What to do:
Which lines run from the one containing "task | put a dot on every instance of the house" to the end of the entries? Quote them exactly, and nothing else.
------------------------------------------------------------
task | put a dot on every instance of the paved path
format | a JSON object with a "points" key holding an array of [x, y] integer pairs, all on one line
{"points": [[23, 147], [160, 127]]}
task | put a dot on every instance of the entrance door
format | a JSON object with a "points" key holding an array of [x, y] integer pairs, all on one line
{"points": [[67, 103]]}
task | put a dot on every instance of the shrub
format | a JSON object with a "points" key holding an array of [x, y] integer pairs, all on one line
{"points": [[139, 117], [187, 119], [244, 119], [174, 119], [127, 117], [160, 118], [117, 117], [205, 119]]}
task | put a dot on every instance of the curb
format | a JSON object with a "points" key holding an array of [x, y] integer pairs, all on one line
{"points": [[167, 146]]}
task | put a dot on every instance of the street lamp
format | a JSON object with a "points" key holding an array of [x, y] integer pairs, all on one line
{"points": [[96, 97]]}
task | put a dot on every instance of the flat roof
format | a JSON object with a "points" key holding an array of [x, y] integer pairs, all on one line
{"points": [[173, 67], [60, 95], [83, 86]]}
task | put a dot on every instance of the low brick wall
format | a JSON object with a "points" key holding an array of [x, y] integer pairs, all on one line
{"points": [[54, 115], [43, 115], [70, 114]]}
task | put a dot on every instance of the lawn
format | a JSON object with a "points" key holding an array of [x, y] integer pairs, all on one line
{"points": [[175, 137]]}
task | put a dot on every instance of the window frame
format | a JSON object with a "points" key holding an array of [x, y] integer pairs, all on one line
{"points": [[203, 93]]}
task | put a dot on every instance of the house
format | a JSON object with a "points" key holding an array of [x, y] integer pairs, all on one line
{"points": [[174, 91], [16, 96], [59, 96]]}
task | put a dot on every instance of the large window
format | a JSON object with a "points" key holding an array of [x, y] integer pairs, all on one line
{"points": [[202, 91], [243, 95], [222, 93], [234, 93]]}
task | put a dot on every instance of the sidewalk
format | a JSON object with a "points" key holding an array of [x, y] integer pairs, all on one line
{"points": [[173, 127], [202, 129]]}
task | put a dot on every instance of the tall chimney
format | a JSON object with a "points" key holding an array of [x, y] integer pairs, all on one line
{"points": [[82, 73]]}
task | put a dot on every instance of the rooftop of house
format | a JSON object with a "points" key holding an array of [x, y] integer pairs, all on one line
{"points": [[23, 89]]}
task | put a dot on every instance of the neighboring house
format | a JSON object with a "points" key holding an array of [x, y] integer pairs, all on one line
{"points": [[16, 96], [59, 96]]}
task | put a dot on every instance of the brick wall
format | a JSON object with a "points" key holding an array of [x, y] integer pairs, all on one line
------------------------------------------------------------
Exercise result:
task | put a dot on every instance of the house
format | a JSON object with a "points" key holding an array of [x, y] integer pairs, all on one line
{"points": [[174, 91], [16, 96], [59, 96]]}
task | put a dot on every instance of the large window
format | a JSON object with a "points" key holding an array of [x, y] integer pairs, all on one line
{"points": [[202, 91], [243, 95], [222, 93], [234, 93]]}
task | put a dot on every instance of the sidewalk
format | a JSON object with a "points" key holding an array of [x, y] integer pairs, all on one line
{"points": [[173, 127], [202, 129]]}
task | put a dot on every instance of the tall chimney
format | a JSON object with a "points" key holding an array of [x, y] integer pairs, all on one line
{"points": [[82, 73]]}
task | put a dot on every instance of the rooftop of house
format | a JSON object with a "points" key holding an array of [x, y] integer pairs, all on one line
{"points": [[23, 89]]}
task | put a dot on every instance of the neighboring house
format | a JSON object with a "points" key holding an array of [x, y] integer pairs, all on one line
{"points": [[16, 96], [59, 96]]}
task | put a dot on every instance of the brick wall
format | a JSON object with a "points" key holding an array of [x, y] integer pairs, all on one line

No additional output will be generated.